▶ **Prompt 1**
Reproduce the passage of the healthcare investigative roundup from "EpiPen Maker’s Allegedly" to "to Business Insider.", word for word.
▶ **Prompt 2**
Write the next part of the healthcare investigative reporting roundup, picking up right after its final sentence.

▶ **Text for analysis**
It’s time for this week’s edition of Investigative Roundup, gathering some of the best investigative reporting on healthcare from around the country.

Purdue’s Sackler Family Under Fire

After reviewing redacted portions of a lawsuit by the Massachusetts attorney general against OxyContin maker Purdue Pharma, along with members of the Sackler family who founded the company, ProPublica found that Purdue planned to expand into the anti-addiction market to become an “end-to-end provider.”

According to ProPublica, the lawsuit says Purdue and the Sacklers made payments to execs for loyalty, hired a consultant to boost sales, and concealed damaging information about OxyContin. Moreover, they talked about acquiring rights to addiction-treatment drugs including naloxone and the buprenorphine/naloxone combination, Suboxone.

In a statement last week, Purdue said it didn’t act on those discussions. But the lawsuit says defendant Richard Sackler obtained a patent for a drug (unspecified by ProPublica) to treat addiction.

EpiPen Maker’s Allegedly Unchecked Errors

While the price of the EpiPen gradually increased, complaints about the drug to the product’s manufacturer, Meridian Medical Technologies, did too. And the company, a subsidiary of Pfizer, did little to correct its course for three years, according to Business Insider.

[Source data]
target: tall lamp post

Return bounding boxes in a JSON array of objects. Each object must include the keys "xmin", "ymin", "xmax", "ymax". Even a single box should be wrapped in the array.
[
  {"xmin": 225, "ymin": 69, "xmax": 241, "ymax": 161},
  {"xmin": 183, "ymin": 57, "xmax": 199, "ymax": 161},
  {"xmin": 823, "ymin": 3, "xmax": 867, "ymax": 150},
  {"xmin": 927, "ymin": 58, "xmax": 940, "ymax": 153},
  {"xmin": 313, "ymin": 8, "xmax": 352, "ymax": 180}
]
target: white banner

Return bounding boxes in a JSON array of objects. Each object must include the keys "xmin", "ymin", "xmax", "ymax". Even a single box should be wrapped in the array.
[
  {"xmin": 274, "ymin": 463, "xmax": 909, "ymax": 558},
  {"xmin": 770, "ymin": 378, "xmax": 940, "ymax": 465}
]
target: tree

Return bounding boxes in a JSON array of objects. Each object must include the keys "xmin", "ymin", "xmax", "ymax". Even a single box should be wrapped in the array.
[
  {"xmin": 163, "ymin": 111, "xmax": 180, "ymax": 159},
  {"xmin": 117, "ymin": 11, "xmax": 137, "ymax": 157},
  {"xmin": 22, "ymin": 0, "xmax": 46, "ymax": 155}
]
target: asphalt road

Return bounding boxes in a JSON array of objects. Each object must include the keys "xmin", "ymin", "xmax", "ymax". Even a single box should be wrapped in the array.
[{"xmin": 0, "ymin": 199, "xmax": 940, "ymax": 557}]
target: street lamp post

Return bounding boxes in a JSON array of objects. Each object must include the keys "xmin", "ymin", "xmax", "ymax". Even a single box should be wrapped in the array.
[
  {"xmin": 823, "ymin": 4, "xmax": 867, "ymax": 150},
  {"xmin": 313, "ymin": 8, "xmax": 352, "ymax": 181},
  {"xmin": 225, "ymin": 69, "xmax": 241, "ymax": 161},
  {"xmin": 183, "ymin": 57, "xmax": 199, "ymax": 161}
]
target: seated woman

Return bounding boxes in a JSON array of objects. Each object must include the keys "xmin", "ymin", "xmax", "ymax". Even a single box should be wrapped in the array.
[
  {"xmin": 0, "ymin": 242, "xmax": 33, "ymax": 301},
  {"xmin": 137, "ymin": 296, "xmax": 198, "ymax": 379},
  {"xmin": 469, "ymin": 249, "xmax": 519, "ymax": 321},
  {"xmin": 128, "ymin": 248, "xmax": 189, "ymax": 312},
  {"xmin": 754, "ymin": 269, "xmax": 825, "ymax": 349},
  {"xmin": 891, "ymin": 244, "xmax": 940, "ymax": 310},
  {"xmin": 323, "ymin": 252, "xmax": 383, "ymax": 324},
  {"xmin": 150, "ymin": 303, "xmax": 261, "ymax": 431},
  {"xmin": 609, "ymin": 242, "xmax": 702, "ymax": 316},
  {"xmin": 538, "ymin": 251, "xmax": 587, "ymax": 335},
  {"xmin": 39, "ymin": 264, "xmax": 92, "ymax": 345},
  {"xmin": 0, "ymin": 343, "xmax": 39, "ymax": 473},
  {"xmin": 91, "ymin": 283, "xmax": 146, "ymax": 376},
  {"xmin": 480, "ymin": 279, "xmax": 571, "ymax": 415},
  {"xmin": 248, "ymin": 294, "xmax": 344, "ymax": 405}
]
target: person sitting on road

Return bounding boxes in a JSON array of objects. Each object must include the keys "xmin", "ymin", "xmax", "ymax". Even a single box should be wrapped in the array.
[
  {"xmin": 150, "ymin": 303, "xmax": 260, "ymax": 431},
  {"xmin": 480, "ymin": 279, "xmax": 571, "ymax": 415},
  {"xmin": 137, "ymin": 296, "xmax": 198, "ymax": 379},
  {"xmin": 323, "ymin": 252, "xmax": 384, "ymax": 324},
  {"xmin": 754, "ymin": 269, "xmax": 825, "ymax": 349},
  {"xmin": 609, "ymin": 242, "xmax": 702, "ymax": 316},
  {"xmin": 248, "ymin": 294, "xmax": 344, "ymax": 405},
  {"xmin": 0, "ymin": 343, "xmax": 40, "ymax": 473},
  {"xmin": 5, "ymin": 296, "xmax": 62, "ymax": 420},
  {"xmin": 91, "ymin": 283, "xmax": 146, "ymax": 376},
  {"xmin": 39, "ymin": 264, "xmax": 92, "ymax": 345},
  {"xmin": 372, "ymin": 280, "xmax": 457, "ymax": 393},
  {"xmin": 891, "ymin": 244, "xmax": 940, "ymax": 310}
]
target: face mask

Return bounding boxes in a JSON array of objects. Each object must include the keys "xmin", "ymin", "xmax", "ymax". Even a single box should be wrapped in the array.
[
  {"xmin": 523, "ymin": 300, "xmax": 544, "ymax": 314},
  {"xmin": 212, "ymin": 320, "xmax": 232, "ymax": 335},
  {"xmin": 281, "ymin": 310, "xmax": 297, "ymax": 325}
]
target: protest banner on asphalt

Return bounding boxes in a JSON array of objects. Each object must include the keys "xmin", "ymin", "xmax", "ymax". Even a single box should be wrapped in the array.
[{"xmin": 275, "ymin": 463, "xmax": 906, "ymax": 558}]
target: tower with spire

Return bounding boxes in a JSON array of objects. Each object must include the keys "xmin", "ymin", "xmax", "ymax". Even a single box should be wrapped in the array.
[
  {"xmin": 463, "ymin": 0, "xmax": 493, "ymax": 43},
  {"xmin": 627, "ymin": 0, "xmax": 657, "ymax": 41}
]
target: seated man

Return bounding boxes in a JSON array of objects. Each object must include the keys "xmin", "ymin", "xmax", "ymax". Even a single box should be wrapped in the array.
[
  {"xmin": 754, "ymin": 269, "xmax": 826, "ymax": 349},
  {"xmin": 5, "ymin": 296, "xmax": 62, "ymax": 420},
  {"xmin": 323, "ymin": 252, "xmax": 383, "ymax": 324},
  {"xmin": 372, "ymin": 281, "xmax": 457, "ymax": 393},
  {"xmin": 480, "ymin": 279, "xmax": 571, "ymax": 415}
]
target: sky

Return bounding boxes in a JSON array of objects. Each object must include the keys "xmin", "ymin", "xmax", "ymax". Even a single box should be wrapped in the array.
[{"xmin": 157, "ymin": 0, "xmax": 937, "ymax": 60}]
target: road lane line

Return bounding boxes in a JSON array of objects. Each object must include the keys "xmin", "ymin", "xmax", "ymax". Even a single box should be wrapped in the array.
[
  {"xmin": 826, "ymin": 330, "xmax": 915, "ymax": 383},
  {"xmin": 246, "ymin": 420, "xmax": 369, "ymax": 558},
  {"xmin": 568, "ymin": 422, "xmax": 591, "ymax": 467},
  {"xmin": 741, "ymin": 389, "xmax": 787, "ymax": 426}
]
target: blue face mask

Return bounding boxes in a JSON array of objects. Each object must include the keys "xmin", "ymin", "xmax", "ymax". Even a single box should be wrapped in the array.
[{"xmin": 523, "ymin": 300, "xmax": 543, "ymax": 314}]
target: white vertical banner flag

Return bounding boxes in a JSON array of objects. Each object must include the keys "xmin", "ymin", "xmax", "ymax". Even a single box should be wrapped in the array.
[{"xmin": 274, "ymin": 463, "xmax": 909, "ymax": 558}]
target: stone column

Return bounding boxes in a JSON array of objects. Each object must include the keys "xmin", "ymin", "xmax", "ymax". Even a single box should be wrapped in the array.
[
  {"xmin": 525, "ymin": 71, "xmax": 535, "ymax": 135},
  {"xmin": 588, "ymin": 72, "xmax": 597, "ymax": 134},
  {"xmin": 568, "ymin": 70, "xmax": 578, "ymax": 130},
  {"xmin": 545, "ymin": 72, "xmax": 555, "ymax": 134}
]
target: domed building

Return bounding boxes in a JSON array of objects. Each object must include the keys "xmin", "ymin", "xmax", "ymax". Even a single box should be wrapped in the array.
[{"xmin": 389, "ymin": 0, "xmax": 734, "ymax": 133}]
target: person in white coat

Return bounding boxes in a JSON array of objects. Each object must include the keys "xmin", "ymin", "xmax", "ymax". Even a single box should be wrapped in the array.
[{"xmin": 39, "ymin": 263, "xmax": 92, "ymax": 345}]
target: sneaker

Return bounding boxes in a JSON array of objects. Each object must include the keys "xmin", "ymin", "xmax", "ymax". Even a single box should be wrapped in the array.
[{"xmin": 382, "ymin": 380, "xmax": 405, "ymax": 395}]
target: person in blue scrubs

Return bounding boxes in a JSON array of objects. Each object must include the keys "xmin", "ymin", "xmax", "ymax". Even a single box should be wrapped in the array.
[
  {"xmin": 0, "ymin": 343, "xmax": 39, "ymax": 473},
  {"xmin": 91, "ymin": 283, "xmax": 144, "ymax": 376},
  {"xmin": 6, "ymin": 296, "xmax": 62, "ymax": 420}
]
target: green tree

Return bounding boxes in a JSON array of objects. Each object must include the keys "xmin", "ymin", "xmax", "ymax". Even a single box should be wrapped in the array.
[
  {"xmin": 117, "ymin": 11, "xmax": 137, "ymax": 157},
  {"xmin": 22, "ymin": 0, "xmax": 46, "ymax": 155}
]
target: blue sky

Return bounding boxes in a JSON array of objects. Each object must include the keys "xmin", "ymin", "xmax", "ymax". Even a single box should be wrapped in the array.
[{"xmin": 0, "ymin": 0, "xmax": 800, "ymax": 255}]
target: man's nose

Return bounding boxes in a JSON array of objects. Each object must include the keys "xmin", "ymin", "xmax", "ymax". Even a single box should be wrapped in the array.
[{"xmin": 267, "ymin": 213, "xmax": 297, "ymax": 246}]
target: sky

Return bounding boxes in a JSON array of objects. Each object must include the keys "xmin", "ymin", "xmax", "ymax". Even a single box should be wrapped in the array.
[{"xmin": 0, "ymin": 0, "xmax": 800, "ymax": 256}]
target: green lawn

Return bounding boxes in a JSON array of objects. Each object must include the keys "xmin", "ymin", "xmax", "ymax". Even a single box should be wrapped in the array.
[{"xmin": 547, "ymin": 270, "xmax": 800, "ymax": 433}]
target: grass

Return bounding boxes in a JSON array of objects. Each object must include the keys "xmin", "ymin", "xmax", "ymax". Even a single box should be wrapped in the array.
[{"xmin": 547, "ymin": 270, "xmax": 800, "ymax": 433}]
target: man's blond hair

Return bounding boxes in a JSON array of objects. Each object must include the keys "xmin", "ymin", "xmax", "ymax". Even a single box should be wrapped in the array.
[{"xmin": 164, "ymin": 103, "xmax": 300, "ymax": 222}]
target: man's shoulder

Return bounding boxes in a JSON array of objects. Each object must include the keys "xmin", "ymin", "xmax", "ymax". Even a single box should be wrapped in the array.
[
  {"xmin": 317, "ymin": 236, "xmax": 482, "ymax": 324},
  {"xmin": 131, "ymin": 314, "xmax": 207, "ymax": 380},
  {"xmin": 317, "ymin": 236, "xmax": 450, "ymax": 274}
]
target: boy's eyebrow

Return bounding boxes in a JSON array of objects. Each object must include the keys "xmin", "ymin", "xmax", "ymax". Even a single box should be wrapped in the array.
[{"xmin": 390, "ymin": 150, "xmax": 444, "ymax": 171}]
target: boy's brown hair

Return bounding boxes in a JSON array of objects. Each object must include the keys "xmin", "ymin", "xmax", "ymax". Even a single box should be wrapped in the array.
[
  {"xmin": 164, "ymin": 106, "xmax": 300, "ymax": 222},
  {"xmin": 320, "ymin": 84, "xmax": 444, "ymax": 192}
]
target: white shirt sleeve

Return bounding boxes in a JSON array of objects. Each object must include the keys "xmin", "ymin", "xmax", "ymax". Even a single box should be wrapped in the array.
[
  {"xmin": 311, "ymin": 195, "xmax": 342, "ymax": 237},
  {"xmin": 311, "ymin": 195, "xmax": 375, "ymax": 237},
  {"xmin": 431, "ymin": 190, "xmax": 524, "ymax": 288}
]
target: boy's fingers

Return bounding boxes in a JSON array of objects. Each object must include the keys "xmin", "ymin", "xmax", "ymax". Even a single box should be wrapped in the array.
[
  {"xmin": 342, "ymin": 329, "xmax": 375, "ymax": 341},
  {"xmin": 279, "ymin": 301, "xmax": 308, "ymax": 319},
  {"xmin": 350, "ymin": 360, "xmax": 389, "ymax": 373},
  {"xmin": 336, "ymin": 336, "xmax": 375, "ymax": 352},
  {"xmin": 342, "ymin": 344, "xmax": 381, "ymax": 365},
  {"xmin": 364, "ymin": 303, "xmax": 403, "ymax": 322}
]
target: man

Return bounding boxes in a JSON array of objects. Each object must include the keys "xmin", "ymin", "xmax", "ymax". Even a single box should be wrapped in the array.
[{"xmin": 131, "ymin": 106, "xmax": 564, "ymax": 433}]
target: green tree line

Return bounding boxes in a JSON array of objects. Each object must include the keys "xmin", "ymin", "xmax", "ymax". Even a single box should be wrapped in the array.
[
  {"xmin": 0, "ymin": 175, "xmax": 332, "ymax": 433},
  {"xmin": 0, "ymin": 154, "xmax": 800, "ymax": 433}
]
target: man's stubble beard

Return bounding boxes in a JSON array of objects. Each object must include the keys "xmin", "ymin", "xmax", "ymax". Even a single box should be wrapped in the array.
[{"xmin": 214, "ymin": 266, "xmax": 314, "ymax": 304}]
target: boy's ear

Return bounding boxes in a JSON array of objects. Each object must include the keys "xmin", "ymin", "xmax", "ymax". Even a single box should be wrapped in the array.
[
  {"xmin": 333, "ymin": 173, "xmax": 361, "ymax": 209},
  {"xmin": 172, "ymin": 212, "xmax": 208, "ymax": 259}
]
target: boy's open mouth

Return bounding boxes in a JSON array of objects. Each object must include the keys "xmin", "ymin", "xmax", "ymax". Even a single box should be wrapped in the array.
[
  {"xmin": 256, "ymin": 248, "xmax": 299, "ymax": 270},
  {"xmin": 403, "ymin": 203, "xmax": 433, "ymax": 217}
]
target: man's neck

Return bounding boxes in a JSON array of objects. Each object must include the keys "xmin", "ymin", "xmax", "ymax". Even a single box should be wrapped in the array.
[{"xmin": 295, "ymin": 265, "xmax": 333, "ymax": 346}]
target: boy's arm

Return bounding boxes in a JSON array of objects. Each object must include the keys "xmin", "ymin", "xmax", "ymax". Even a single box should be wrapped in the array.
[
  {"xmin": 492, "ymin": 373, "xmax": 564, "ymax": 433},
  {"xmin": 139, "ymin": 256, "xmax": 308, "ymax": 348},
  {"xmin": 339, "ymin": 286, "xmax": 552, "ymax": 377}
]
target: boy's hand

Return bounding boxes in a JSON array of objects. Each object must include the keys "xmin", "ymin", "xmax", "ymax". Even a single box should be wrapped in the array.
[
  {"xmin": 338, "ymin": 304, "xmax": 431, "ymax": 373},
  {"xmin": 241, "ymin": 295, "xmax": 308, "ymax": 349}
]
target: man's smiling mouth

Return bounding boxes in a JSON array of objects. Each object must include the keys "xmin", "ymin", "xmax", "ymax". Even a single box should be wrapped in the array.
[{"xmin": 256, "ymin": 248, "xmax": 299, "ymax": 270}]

▶ **Written answer 1**
EpiPen Maker’s Allegedly Unchecked Errors

While the price of the EpiPen gradually increased, complaints about the drug to the product’s manufacturer, Meridian Medical Technologies, did too. And the company, a subsidiary of Pfizer, did little to correct its course for three years, according to Business Insider.

▶ **Written answer 2**
Patients complained that some EpiPens were “hard to activate or activated before they could use them, arrived leaking, or came with bent needles or discolored solution.”

At the start of 2014, the FDA admonished Meridian for not looking into such complaints seriously enough. Through reporting based on documents obtained via a public-records request, BI found a lax attitude toward investigating the complaints, and Meridian’s correspondence with regulators showed the firm downplayed the problems. After inspection, the FDA would later call one of Meridian’s internal investigations “deficient.”

The FDA chastised the company in 2017: “[Y]our own data show that you received hundreds of complaints that your EpiPen products failed to operate during life-threatening emergencies, including some situations in which patients subsequently died.”

In that same year — three years after the FDA’s initial warning — Meridian recalled the product and began to expand its own investigation.

Since then, “the Meridian manufacturing site has been diligently implementing all commitments made to the FDA,” the company said.

Fighting Opioid Crisis with Unregulated Patient Data

Large companies are mining patient data from health records without patient consent to create “risk scores” for addiction and overdose, ostensibly to help their doctors determine whether or not to prescribe opioids, Politico reports.

Data firms are attempting — and in some cases succeeding — to sell this service to prescribers and insurers by painting it as an uncomplicated way to avoid overprescribing.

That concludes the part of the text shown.